* BEGIN THE DATA *

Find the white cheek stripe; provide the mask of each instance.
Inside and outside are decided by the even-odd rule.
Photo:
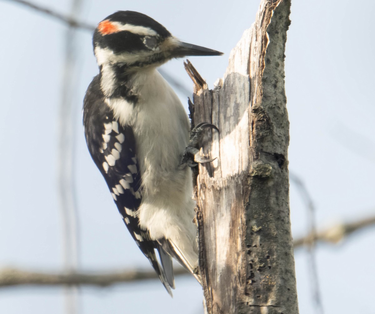
[[[130,32],[133,34],[136,34],[137,35],[142,35],[143,36],[156,36],[158,35],[156,32],[150,27],[129,24],[125,24],[124,25],[119,22],[111,21],[110,23],[112,25],[116,27],[117,32],[124,30]]]

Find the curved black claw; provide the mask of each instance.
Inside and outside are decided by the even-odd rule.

* END THE DATA *

▶ [WORK TO DO] Copy out the listing above word for word, from start to end, and leave out the pictures.

▶ [THE COMPLETED TASK]
Find the white cheek stripe; provide the mask of each instance.
Inside and outside are decided by the even-odd rule.
Photo:
[[[130,32],[133,34],[136,34],[137,35],[142,35],[143,36],[156,36],[158,35],[156,32],[150,27],[129,24],[125,24],[124,25],[119,22],[111,21],[110,23],[112,25],[116,27],[117,32],[124,30]]]

Find the curved black claw; provide the mask of each instance.
Inside and outside are decided by the even-odd rule.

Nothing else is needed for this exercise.